>> BEGIN PASSAGE

Boost logo

Boost Users :

From: dizzy (dizzy_at_[hidden])
Date: 2008-08-18 09:03:06


On Monday 18 August 2008 14:51:53 Andrea Denzler wrote:
> -----Original Text-----
>
> Dizzy wrote:
> > So you have sizeof().
>
> You missed my point! Or you really think I never heard about sizeof? :-)
>
> When I define my class/struct it happen that to avoid a waste of space I
> want to define it with the needed size.

You never said anything like that in your previous email. However, you do
realize that the standard says very few things about binary layout? So
sizeof(struct { char a; int b; }) is usually > sizeof(char) + sizeof(int).

> For example I want it 16 bit (sorry
> that I use the bit expression, it's a old habit). The only way to do that
> is using preprocessor directive (because platform dependent) that create
> something like int16, int32, int64.
> With small data I don't care but when I work on a huge amount of data the
> difference between int16 and int32 is a double amount of used memory. And
> this matters.

You can also write your own template type that takes bitsize (or value range)
and resolves to the smallest native integral able to satisfy the requirement.
Are you saying that besides the native platform integer types you would also
like something like this to come with the standard library? If so propose it
to the committee. If you are saying there should be _only_ such types then I
hope you realize that's really not acceptable as many people still need to be
able to use C++ with the fastest native type possible.

> wchar_t is horribly defined. Sometimes 1 byte, on windows 2 byte, on most
> unix platforms 4 byte. Not only the size is different but also the encoding
> is different! What a wrong choice.

So you are saying the standard should have decided on a byte size for wchar_t
when the byte size in bits depends on the platform? Or you probably mean on a
range value. Such a range value would be defined depending on the encoding
used. So if the encoding is undefined it makes sense that everything else
about wchar_t is (to allow the implementation to have it's own encoding and
enough wchar_t representation for it).

I see your complain about wchar_t as I see Zeljko's complain about native
integers. wchar_t means native platform wide character capable of holding any
character the platform may support. Just as char is meant to be used to store
the basic character set without any encoding specification (ASCII or not).

>> END PASSAGE

PROBLEM: Continue the mailing-list reply about C++ integer sizes and wchar_t, picking up after its last sentence and keeping the writer's voice and line of argument.

>> BEGIN RAW RECORDS

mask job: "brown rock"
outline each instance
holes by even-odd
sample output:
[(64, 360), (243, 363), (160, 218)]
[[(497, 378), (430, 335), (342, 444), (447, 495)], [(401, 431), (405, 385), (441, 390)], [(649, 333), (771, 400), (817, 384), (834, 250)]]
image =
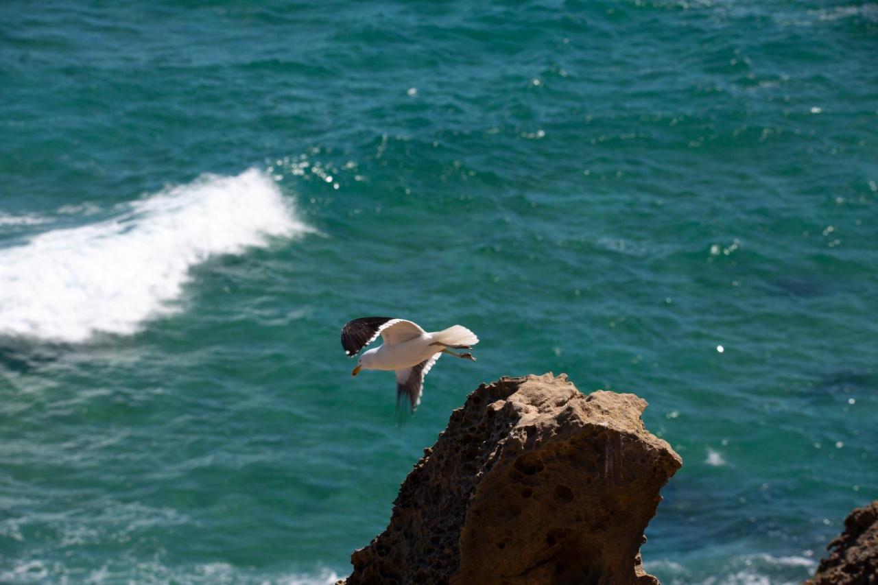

>> END RAW RECORDS

TASK OUTPUT:
Just as "int" is meant to be the fastest native platform integer type, without
having specified negative value encoding, size (apart from the C90 inherited
requirements on the minimum value ranges).

> You ever worked with Unicode? wchar_t is
> supposed to help in this but it request you to add a lot of platform
> dependant code.

No here I think you are wrong. wchar_t is not supposed to help you work with
Unicode. That's like saying that "int" is supposed to help you work with
integer values stored with 2's complement encoding (or that char was meant to
help you work with ASCII characters). Since neither "int" has negative value
encoding specified nor does wchar_t it clearly means that they were not meant
to help you with that.

> When I use UTF-8, UTF-16 or UTF-32 I NEED to know the size
> of the integer value when I define it. char for UTF-8, but today I use
> platform dependent preprocessor directives for UTF-16/32, would be simpler
> if C/C++ offer int16, int32, int64 types.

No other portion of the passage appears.